- [INSTRUCTION]:
Reproduce each of the rows below verbatim.

- [TASK INPUT]:
* start *

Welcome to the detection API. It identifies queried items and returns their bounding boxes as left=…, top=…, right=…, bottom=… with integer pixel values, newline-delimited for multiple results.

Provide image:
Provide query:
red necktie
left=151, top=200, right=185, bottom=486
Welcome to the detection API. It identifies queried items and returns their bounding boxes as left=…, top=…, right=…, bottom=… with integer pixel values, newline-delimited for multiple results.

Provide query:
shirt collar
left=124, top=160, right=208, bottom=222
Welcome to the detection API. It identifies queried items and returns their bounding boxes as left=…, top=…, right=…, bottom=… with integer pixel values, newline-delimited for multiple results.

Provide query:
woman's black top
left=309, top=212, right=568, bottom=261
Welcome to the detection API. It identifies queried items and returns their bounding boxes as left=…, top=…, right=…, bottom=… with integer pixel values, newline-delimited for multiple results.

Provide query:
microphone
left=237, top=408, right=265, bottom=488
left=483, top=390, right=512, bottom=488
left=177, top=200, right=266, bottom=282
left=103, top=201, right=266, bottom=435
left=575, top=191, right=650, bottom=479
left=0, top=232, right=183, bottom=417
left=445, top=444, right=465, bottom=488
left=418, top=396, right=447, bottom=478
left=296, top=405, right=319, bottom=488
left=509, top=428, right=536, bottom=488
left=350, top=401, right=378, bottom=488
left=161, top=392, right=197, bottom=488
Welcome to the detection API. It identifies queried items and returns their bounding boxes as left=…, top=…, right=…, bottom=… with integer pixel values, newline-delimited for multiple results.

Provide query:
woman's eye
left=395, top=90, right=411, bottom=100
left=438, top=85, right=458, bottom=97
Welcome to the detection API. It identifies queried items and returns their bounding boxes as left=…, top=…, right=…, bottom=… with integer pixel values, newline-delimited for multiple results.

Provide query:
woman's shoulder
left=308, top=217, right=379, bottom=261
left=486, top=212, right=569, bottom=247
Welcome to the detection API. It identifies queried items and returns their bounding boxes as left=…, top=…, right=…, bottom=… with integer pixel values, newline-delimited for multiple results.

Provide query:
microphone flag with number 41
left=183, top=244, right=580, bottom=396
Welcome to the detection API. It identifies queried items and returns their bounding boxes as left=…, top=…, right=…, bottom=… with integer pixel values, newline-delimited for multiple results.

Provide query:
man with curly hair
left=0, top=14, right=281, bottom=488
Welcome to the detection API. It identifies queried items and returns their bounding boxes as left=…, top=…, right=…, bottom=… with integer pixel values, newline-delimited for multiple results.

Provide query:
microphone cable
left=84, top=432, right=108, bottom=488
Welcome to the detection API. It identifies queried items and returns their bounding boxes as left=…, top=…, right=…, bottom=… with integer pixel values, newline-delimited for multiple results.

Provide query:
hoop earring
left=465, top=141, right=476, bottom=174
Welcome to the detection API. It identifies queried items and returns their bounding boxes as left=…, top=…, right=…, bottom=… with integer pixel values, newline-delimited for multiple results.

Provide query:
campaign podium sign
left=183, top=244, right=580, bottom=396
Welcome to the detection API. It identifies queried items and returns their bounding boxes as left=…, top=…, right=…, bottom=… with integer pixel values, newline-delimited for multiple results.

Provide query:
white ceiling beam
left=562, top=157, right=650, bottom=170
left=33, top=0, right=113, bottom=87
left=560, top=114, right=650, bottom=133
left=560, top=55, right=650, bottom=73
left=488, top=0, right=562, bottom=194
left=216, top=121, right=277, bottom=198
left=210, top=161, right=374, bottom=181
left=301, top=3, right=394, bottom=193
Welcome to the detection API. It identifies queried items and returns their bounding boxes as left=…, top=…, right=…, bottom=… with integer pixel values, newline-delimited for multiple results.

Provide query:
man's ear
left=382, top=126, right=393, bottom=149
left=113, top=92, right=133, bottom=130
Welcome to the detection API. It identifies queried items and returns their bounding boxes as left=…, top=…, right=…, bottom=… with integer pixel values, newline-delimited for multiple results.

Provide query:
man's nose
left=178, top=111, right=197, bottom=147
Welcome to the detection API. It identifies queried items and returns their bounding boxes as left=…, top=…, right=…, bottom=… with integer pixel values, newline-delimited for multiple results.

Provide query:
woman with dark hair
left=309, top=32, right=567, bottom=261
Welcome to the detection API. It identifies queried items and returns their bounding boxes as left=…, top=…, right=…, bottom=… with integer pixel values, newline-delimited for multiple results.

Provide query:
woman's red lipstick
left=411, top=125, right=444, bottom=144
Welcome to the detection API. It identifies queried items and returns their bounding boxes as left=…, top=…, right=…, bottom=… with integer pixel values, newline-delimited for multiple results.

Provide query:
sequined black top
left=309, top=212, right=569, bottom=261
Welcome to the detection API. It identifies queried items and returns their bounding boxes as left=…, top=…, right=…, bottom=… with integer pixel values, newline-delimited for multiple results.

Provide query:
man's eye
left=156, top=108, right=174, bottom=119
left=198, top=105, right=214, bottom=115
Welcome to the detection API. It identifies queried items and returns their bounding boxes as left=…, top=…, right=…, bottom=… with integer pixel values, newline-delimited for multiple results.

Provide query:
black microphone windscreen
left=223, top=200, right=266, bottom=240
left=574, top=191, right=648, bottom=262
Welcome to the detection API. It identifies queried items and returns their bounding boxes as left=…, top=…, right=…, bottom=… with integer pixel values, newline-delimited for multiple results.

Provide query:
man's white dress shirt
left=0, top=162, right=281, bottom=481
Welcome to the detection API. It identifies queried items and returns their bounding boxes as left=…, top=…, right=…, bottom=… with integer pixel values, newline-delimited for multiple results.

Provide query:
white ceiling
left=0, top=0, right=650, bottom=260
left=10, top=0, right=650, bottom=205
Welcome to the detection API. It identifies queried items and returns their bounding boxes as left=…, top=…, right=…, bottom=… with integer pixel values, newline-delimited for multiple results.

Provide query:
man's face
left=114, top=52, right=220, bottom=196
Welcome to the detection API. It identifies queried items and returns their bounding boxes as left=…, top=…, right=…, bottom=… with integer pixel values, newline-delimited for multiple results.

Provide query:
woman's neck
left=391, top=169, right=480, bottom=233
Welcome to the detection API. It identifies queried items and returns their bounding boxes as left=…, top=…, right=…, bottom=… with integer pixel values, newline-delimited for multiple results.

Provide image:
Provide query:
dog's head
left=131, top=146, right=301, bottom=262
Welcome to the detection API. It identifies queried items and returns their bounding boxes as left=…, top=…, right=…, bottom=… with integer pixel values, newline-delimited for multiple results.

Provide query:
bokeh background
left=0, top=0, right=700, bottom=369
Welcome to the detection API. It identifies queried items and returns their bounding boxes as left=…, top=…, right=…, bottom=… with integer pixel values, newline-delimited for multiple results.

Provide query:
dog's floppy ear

* end *

- [EXPECTED OUTPUT]:
Welcome to the detection API. It identifies queried items and returns their bounding boxes as left=…, top=…, right=…, bottom=… with integer pixel values, newline-delimited for multiple results.

Provide image:
Provide query:
red necktie
left=151, top=200, right=185, bottom=486
Welcome to the detection API. It identifies queried items and returns their bounding boxes as left=…, top=…, right=…, bottom=… with integer pixel values, newline-delimited for multiple results.

Provide query:
shirt collar
left=124, top=160, right=208, bottom=222
Welcome to the detection API. It identifies queried items and returns their bounding boxes as left=…, top=…, right=…, bottom=… with integer pixel values, newline-delimited for multiple results.

Provide query:
woman's black top
left=309, top=212, right=568, bottom=261
Welcome to the detection API. It identifies queried items and returns their bounding boxes as left=…, top=…, right=…, bottom=… with integer pixel values, newline-delimited for multiple results.

Provide query:
microphone
left=237, top=408, right=265, bottom=488
left=483, top=390, right=512, bottom=488
left=177, top=200, right=266, bottom=282
left=103, top=201, right=266, bottom=435
left=575, top=191, right=650, bottom=479
left=0, top=232, right=183, bottom=417
left=445, top=444, right=465, bottom=488
left=418, top=396, right=447, bottom=478
left=296, top=405, right=319, bottom=488
left=509, top=428, right=536, bottom=488
left=350, top=401, right=378, bottom=488
left=161, top=392, right=197, bottom=488
Welcome to the detection API. It identifies queried items and returns their bounding boxes as left=…, top=…, right=…, bottom=… with integer pixel values, newline-delimited for multiple results.

Provide query:
woman's eye
left=395, top=90, right=411, bottom=100
left=438, top=85, right=458, bottom=97
Welcome to the detection API. It identifies queried items and returns their bounding boxes as left=…, top=…, right=…, bottom=… with integer pixel values, newline-delimited for multiple results.

Provide query:
woman's shoulder
left=308, top=217, right=379, bottom=261
left=486, top=212, right=569, bottom=247
Welcome to the detection API. It identifies queried items and returns their bounding boxes as left=…, top=…, right=…, bottom=… with integer pixel values, newline-delimited for multiple results.

Provide query:
microphone flag with number 41
left=183, top=244, right=580, bottom=396
Welcome to the detection API. It identifies queried items and returns their bounding boxes as left=…, top=…, right=…, bottom=… with integer pixel values, newline-delimited for multiple results.

Provide query:
man with curly hair
left=0, top=14, right=281, bottom=488
Welcome to the detection API. It identifies queried items and returns their bounding boxes as left=…, top=…, right=…, bottom=… with integer pixel values, newline-delimited for multiple results.

Provide query:
microphone cable
left=84, top=432, right=108, bottom=488
Welcome to the detection API. It identifies queried items and returns their bounding boxes as left=…, top=…, right=…, bottom=… with integer pixel values, newline-delimited for multiple results.

Provide query:
hoop earring
left=465, top=141, right=476, bottom=174
Welcome to the detection API. It identifies queried items and returns their bounding boxes as left=…, top=…, right=…, bottom=… with integer pixel values, newline-delimited for multiple results.

Provide query:
campaign podium sign
left=183, top=244, right=580, bottom=396
Welcome to the detection API. It identifies queried items and returns their bounding boxes as left=…, top=…, right=…, bottom=… with integer pixel values, newline-delimited for multiple results.

Provide query:
white ceiling beam
left=562, top=157, right=650, bottom=170
left=33, top=0, right=113, bottom=87
left=560, top=114, right=650, bottom=133
left=560, top=55, right=650, bottom=73
left=488, top=0, right=562, bottom=194
left=216, top=121, right=277, bottom=198
left=210, top=161, right=374, bottom=181
left=301, top=3, right=394, bottom=193
Welcome to the detection API. It identifies queried items and returns their bounding boxes as left=…, top=…, right=…, bottom=… with integer pixel values, newline-delimited for multiple results.

Provide query:
man's ear
left=382, top=126, right=393, bottom=149
left=113, top=92, right=133, bottom=130
Welcome to the detection API. It identifies queried items and returns their bounding boxes as left=…, top=…, right=…, bottom=… with integer pixel values, newline-delimited for multiple results.

Provide query:
man's nose
left=178, top=111, right=197, bottom=147
Welcome to the detection API. It identifies queried items and returns their bounding boxes as left=…, top=…, right=…, bottom=… with integer pixel values, newline-delimited for multiple results.

Provide query:
woman with dark hair
left=309, top=32, right=567, bottom=261
Welcome to the detection API. It identifies queried items and returns their bounding boxes as left=…, top=…, right=…, bottom=… with integer pixel values, newline-delimited for multiple results.

Provide query:
woman's red lipstick
left=411, top=125, right=444, bottom=144
Welcome to the detection API. It identifies queried items and returns their bounding boxes as left=…, top=…, right=…, bottom=… with integer pixel values, newline-delimited for multiple results.

Provide query:
sequined black top
left=309, top=212, right=569, bottom=261
Welcome to the detection API. It identifies queried items and returns their bounding boxes as left=…, top=…, right=…, bottom=… with integer pixel values, newline-delimited for multiple results.

Provide query:
man's eye
left=156, top=108, right=174, bottom=119
left=198, top=105, right=214, bottom=115
Welcome to the detection API. It identifies queried items and returns their bounding boxes as left=…, top=…, right=…, bottom=… with integer pixel values, newline-delimited for multiple results.

Provide query:
black microphone windscreen
left=223, top=200, right=266, bottom=240
left=574, top=191, right=648, bottom=262
Welcome to the detection API. It identifies queried items and returns their bounding boxes as left=…, top=…, right=…, bottom=… with integer pixel values, newline-delimited for multiple results.

Provide query:
man's white dress shirt
left=0, top=162, right=281, bottom=481
Welcome to the detection API. It identifies queried items and returns their bounding boxes as left=…, top=…, right=…, bottom=… with integer pixel values, newline-delimited for multiple results.

Provide query:
white ceiling
left=0, top=0, right=650, bottom=260
left=10, top=0, right=650, bottom=205
Welcome to the detection API. It identifies queried items and returns their bounding boxes as left=…, top=…, right=…, bottom=… with integer pixel values, newline-delimited for multiple results.

Provide query:
man's face
left=114, top=52, right=220, bottom=196
Welcome to the detection API. It identifies queried items and returns their bounding boxes as left=…, top=…, right=…, bottom=… with integer pixel values, newline-delimited for multiple results.

Provide query:
woman's neck
left=391, top=169, right=480, bottom=233
Welcome to the detection API. It identifies queried items and returns their bounding boxes as left=…, top=…, right=…, bottom=… with integer pixel values, newline-delimited for multiple results.

Provide image:
Provide query:
dog's head
left=131, top=146, right=301, bottom=262
Welcome to the detection API. It identifies queried items and returns their bounding boxes as left=…, top=…, right=…, bottom=… with integer pixel values, newline-delimited for multiple results.

Provide query:
bokeh background
left=0, top=0, right=700, bottom=369
Welcome to the detection API. It identifies queried items and returns their bounding boxes as left=…, top=…, right=…, bottom=… with integer pixel values, newline-delimited for multiple results.

Provide query:
dog's floppy ear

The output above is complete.